SET EXERCISE: Could you copy the items again, starting at the line that has "Where can the babolat" and going through the end of the items, with "white shorts" replaced by "white tennis shorts" and nothing else altered?
= = = =
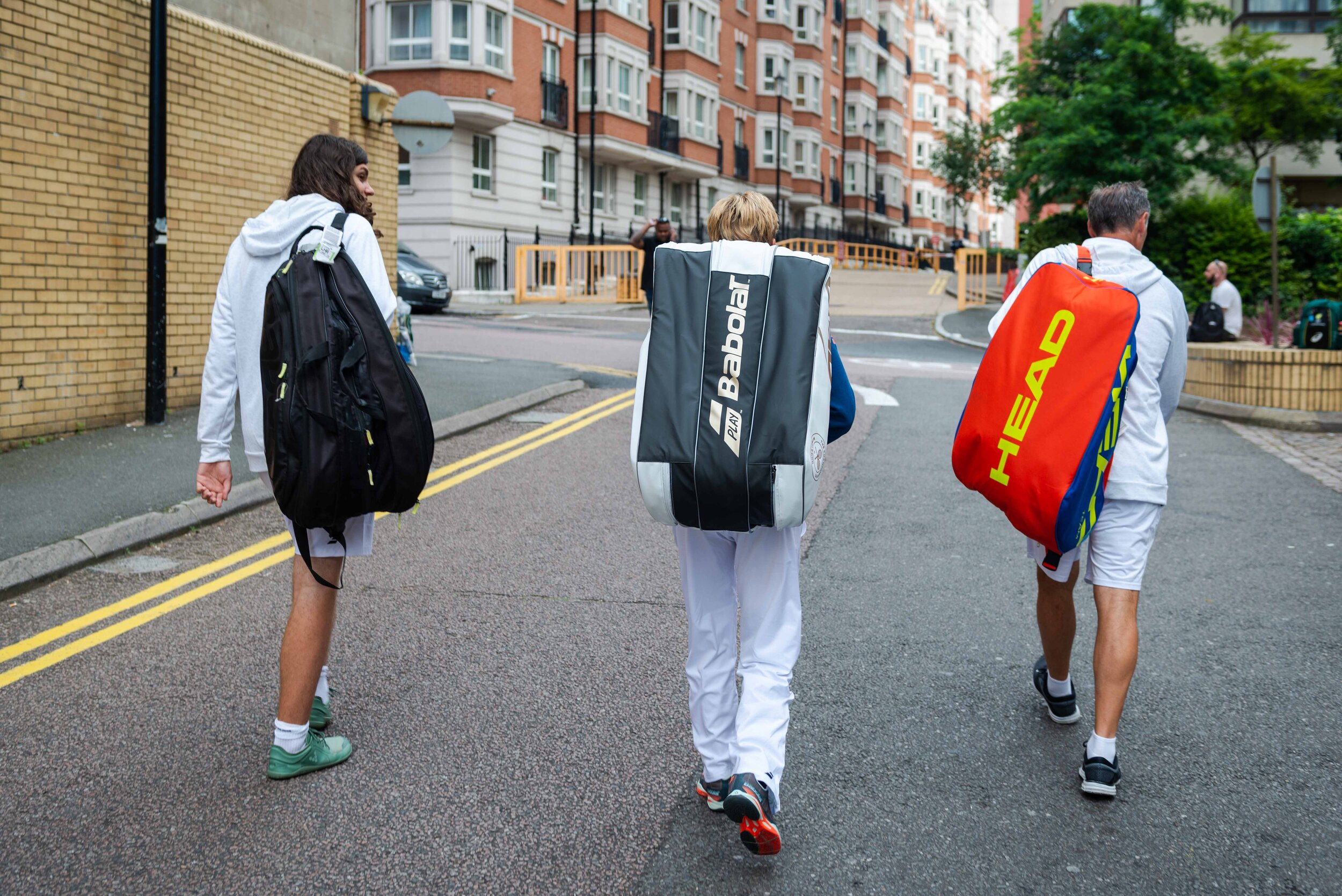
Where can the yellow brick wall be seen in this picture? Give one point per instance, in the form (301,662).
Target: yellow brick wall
(73,157)
(1247,375)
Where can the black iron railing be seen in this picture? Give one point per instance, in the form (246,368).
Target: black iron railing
(663,133)
(555,101)
(741,170)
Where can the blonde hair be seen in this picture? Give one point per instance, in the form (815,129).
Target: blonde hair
(744,216)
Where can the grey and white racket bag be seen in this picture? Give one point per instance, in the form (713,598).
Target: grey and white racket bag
(732,412)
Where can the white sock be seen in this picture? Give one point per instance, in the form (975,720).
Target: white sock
(1104,747)
(290,738)
(324,688)
(1059,688)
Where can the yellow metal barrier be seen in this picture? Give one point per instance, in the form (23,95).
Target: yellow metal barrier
(579,274)
(971,278)
(858,255)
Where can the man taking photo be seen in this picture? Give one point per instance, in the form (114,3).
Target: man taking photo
(650,243)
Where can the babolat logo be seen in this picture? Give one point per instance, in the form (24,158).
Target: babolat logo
(1022,412)
(729,384)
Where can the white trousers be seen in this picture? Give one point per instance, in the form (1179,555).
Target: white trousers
(757,573)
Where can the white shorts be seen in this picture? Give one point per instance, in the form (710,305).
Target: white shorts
(359,534)
(1117,549)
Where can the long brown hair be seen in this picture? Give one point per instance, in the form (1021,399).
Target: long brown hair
(326,165)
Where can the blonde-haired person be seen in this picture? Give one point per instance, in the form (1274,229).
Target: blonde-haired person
(741,741)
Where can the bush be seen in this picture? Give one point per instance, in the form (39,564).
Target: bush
(1314,243)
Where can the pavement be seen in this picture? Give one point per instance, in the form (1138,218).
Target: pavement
(509,667)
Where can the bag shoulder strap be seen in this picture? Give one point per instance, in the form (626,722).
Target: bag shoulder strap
(1083,260)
= = = =
WRITTEN REPLY:
Where can the babolat logo be seen in this picture? Give one point per instance, in the form (24,158).
Target: babolat logo
(1022,412)
(729,384)
Where can the white trousers be seen in this picture? Give one point per instance, in the form (1179,555).
Target: white trousers
(757,573)
Where can the white tennis shorts be seen in this picture? Give one point per instance, in the form (710,305).
Target: white tennis shorts
(359,534)
(1117,549)
Where can the long brown hair be seen in this picture? Give one point per instance, in the form (1021,399).
Target: long brown hair
(326,165)
Where can the blonde-haired person be seen in this picture? Give one point per instance, in the form (1274,229).
Target: blonde-haired person
(741,741)
Where can the bush be seen in this picture? Give one point per instance, in the form (39,564).
Target: bush
(1314,243)
Where can the pavement be seen in this picture? Give one point per instance, in the form (1138,218).
Target: pavement
(509,667)
Where can the bag shoulder strap be seen in this picture? Give one point per instance, in the form (626,722).
Target: bag shoulder strap
(1083,260)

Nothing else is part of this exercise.